EXTRAIT RETENU >>
________________

Que nous reserve 2018 en terme de littérature ? Au programme de nombreuses têtes d'affiches et quelques découvertes. ​Cette rentrée sera forcement pleine de pépites et pourrait apporter quelques surprises. 498 nouveautés sont au programme, Viabooks a sélectionné pour vous ses 9 coups de coeur.

Philippe Forest, L’oubli, (Gallimard)

De quoi ça parle ? Un homme se réveille, convaincu d’avoir égaré un mot dans son sommeil, incapable de se le rappeler. Une idée s’insinue dans son esprit et prend bientôt l’allure d’une obsession : son langage se défait, sa vie se vide à mesure que les souvenirs se détachent de lui. Un homme – peut-être le même, peut-être un autre – observe l’océan depuis sa fenêtre. Une brume perpétuelle recouvre l’horizon, au loin il s’imagine distinguer une forme qui lui fait signe et qui l’appelle. L’histoire se dédouble – à moins qu’il ne s’agisse de deux histoires différentes dont demeure mystérieux le lien qui les unit. Tandis que les mots et la mémoire s’abîment dans un même précipice, l’univers recouvre amoureusement l’apparence splendide indispensable pour chacun au recommencement de l’existence.

Pourquoi on aime ? Dans la veine de ses deux précédents romans, Le chat de Schrödinger et Crue, le nouveau texte de Philippe Forest aborde des thèmes chers à l’auteur ; la mémoire et le souvenir. L’œuvre est construite de manière très rigoureuse avec d’un côté les chapitres impairs consacrés à l'écrivain, ses rêves et ses souvenirs, et de l’autre les chapitres pairs pour le narrateur, son île et sa rencontre. Au centre de L’oubli, le langage en perdition, la lecture et l’écriture. Chaque mot, chaque phrase doit retenir notre attention pour faire de cette lecture plus qu’un simple divertissement.

Pierre Lemaitre, Couleurs de l'incendie, (Albin Michel)

De quoi ça parle ? Février 1927. Le Tout-Paris assiste aux obsèques de Marcel Péricourt. Sa fille, Madeleine, doit prendre la tête de l'empire financier dont elle est l'héritière, mais le destin en décide autrement. Son fils, Paul, d'un geste inattendu et tragique, va placer Madeleine sur le chemin de la ruine et du déclassement. Face à l'adversité des hommes, à la cupidité de son époque, à la corruption de son milieu et à l'ambition de son entourage, Madeleine devra déployer des trésors d'intelligence, d'énergie mais aussi de machiavélisme pour survivre et reconstruire sa vie. Tâche d'autant plus difficile dans une France qui observe, impuissante, les premières couleurs de l'incendie qui va ravager l'Europe.

Pourquoi on aime ? Avec « Couleurs de l’incendie », le romancier poursuit le feuilleton de l’entre-deux-guerres qui lui a valu le Goncourt en  2013, « Au revoir là-haut ». Si le tome précédent fut un succès, il est très probable que celui-ci suivra le même chemin. L’œuvre tient toutes ses promesses, et nous envoute complétement. Aussi haletant et bien écrit que le premier tome, les 530 pages défilent à une vitesse incroyable. Pierre Lemaitre nous plonge dans l'époque trouble des années trente et nous transmet sa passion de l'Histoire. Vivement le 3ième tome.

________________

DONNÉES FOURNIES >>
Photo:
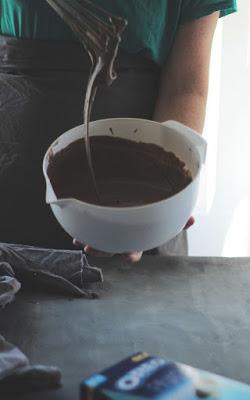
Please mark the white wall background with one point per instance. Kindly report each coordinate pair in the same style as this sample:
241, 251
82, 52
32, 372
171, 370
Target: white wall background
223, 211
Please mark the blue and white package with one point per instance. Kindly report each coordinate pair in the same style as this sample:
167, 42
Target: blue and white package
143, 377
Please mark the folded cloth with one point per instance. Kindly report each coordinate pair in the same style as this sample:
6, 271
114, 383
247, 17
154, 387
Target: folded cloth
16, 373
61, 271
9, 286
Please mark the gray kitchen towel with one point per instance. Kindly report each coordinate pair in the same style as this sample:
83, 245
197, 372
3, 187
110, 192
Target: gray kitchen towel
62, 271
16, 373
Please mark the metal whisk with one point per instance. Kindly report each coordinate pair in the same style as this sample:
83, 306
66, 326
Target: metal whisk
97, 30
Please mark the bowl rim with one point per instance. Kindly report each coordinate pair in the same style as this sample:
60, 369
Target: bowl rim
103, 207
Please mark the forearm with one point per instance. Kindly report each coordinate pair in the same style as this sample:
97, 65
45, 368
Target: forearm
184, 81
187, 108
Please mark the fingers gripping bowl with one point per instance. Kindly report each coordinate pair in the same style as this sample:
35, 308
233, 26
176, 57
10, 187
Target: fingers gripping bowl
125, 229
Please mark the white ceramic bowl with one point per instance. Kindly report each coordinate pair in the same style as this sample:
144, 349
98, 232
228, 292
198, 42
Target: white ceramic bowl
125, 229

________________

ÉNONCÉ >> Poursuivez l'article sur la rentrée littéraire 2018 à partir de sa dernière phrase, « Vivement le 3ième tome. »

RÉSULTAT >>
Philippe Delerm, Et vous avez eu beau temps ? La Perfidie ordinaire des petites phrases, (Seuil)

De quoi ça parle ? Est-on sûr de la bienveillance apparente qui entoure la traditionnelle question de fin d’été : « Et… vous avez eu beau temps ? » Surtout quand notre teint pâlichon trahit sans nul doute quinze jours de pluie à Gérardmer… Aux malotrus qui nous prennent de court avec leur « On peut peut-être se tutoyer ? », qu’est-il permis de répondre vraiment ? À la ville comme au village, Philippe Delerm écoute et regarde la comédie humaine, pour glaner toutes ces petites phrases faussement ordinaires, et révéler ce qu’elles cachent de perfidie ou d’hypocrisie. Mais en y glissant également quelques-unes plus douces, Delerm laisse éclater son talent et sa drôlerie dans ce livre qui compte certainement parmi ses meilleurs.

Pourquoi on aime ? A la manière de la Bruyère aux maximes cinglantes et désabusées, Philippe Delerm évoque les phrases-clés de la comédie humaine qui se glisse partout. Chez le boulanger, dans la rue, chez des amis, chez nous, elles sont universelles et nous concernent tous.  L’auteur revient à ses premières amours avec ce nouveau recueil qui analyse notre langue et ces petites phrases perfides et piquantes, bien que pas forcément conscientes. Pour chaque expression, Delerm révèle, sur deux à trois pages, leur sens caché, bien caché sous une fausse bienveillance. Cet exercice amusant pour le lecteur, invite à repenser, a la dernière fois où l’on a prononcé une de ces phrases.

Anne Dufourmantelle, Souviens-toi de ton avenir, (Albin Michel)

De quoi ça parle ? Tout à la fois épopée initiatique et roman philosophique, cette œuvre ultime d’Anne Dufourmantelle, magistrale et prémonitoire, nous mène aux confins du temps et de la terre. Deux quêtes s’y font écho, à des siècles de distance : quittant ses montagnes de l’Altaï, un roi mongol entreprend une expédition par-delà la Chine et l’océan Pacifique jusqu’aux rives de l’Equateur tandis que, de nos jours, un groupe de chercheurs, fasciné par son périple, tente d’en reconstituer le récit.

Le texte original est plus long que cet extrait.